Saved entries
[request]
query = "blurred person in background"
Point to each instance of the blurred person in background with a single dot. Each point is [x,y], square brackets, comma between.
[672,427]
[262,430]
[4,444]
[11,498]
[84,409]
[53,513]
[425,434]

» EXERCISE OBJECTIVE
Write down every entry exactly.

» EXERCISE RESPONSE
[request]
query = "blurred person in background"
Point to each instance of the blurred person in background with a single dot. Each point is [x,y], square brackets, comma between.
[672,427]
[262,430]
[4,444]
[11,498]
[84,409]
[53,513]
[425,434]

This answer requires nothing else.